● TASK PROMPT: A word-for-word transcription of every record is needed.

MATERIAL SUPPLIED Block Start

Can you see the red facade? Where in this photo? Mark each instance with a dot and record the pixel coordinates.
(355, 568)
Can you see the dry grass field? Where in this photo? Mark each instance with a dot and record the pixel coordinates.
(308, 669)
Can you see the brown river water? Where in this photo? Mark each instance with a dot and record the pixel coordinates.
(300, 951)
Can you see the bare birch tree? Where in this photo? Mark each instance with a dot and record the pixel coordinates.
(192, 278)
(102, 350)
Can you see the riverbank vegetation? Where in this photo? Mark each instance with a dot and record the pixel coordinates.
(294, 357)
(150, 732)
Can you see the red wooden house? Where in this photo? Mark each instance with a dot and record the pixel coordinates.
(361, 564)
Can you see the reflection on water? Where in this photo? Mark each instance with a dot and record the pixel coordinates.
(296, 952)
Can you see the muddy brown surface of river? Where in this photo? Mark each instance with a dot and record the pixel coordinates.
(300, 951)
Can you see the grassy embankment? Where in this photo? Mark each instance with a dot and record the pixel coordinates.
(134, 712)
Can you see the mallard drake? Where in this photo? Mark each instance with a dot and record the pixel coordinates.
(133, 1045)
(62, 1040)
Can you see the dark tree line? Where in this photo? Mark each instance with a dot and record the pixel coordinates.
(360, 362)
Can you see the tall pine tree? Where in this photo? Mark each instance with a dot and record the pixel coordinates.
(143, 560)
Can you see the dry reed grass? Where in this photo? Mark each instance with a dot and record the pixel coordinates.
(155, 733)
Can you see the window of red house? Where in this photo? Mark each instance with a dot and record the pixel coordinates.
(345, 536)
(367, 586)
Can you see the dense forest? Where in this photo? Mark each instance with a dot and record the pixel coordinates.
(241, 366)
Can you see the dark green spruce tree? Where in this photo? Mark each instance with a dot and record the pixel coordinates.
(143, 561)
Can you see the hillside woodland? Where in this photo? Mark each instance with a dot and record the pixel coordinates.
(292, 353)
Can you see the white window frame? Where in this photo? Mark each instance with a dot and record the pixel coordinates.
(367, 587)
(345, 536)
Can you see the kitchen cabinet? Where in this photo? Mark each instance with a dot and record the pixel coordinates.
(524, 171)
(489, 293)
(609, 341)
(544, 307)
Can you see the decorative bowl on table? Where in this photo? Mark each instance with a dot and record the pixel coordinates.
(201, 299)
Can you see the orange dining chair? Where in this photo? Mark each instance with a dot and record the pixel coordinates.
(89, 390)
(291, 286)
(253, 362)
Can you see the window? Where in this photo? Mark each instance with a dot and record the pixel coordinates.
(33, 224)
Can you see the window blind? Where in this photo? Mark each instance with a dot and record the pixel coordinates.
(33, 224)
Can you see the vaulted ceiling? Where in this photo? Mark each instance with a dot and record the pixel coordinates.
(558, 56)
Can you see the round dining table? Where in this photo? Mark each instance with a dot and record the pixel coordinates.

MATERIAL SUPPLIED Block End

● OUTPUT OF THE TASK:
Can you see the red facade? Where in this photo? Mark each instance with a dot and record the pixel coordinates.
(355, 568)
Can you see the dry grass field? Where in this photo? Mark each instance with a dot and record the pixel coordinates.
(308, 669)
Can you see the brown river water? Where in this photo? Mark each instance with a dot and record the pixel coordinates.
(300, 951)
Can you see the bare birch tree? Where in this photo? Mark each instance with a dot and record the pixel coordinates.
(192, 278)
(102, 350)
Can you see the riverbank vegetation? Where in this photo? Mark each instance with a dot and record the pixel coordinates.
(294, 357)
(150, 732)
Can you see the red wooden house? Where in this photo? Mark each instance with a dot and record the pixel coordinates.
(361, 564)
Can you see the reflection on water? Where in this photo? Mark each instance with a dot and record the pixel coordinates.
(296, 952)
Can you see the muddy brown surface of river? Where in this photo? Mark each instance with a dot and record the pixel coordinates.
(300, 951)
Can you see the grassy embankment? Where in this photo? Mark each instance with a dot and record the pixel coordinates.
(134, 712)
Can you see the mallard drake? Where in this photo? Mark each instance with a dot and record the pixel coordinates.
(133, 1045)
(62, 1040)
Can you see the dark tree line? Where in this photo? Mark each instance with a dot and record the pixel coordinates.
(360, 362)
Can you see the tall pine tree? Where in this photo? Mark each instance with a dot and record the pixel coordinates.
(143, 560)
Can you see the dry reed grass? Where in this photo? Mark each instance with a dot and record the pixel coordinates.
(155, 733)
Can you see the window of red house? Where in this photo? Mark each instance with a dot and record the pixel coordinates.
(345, 536)
(367, 586)
Can you see the dense forest? Where in this photo? Mark each instance with a dot and record the pixel coordinates.
(241, 366)
Can you see the dark green spruce tree? Where in this photo? Mark each instance with a dot and record the pixel coordinates.
(143, 561)
Can you see the hillside woodland? Where in this photo? Mark each instance with a dot and record the pixel coordinates.
(292, 353)
Can you see the white window frame? Where in this photo? Mark each instance with a dot and record the pixel coordinates.
(367, 587)
(345, 536)
Can you see the kitchen cabinet? Where in this photo? Mark each instance with a dot and record the pixel coordinates.
(524, 171)
(489, 293)
(609, 341)
(544, 307)
Can you see the decorative bowl on table? Where in this photo? Mark each instance with a dot and record the pixel coordinates.
(201, 299)
Can you see the orange dining chair? Where in this photo? Mark each instance with a dot and record the pixel coordinates.
(89, 390)
(291, 286)
(253, 362)
Can you see the window? Where in this photo? Mark each instance with a dot and record the pixel coordinates.
(33, 224)
Can you see the window blind? Where in this photo? Mark each instance with a dot and record the pixel coordinates.
(33, 224)
Can you see the vaulted ceiling? Where in this photo? Mark each instance with a dot and record the pixel coordinates.
(558, 56)
Can you see the round dining table? Where in this photo? Mark each instance with a dot and record the pixel coordinates.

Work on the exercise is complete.